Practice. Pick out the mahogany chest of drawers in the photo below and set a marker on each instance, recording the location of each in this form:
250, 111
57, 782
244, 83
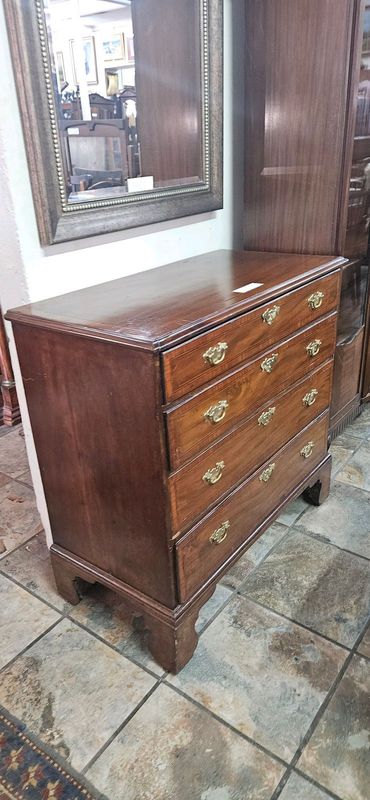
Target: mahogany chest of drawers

* What you need to do *
Show each line of the data that contains the string "chest".

* Output of the exercise *
Practice. Pick out the mahogany chest of drawers in the photo below and set a marker on each instance, recording the location of each in this form:
Target: mahogany chest of drawers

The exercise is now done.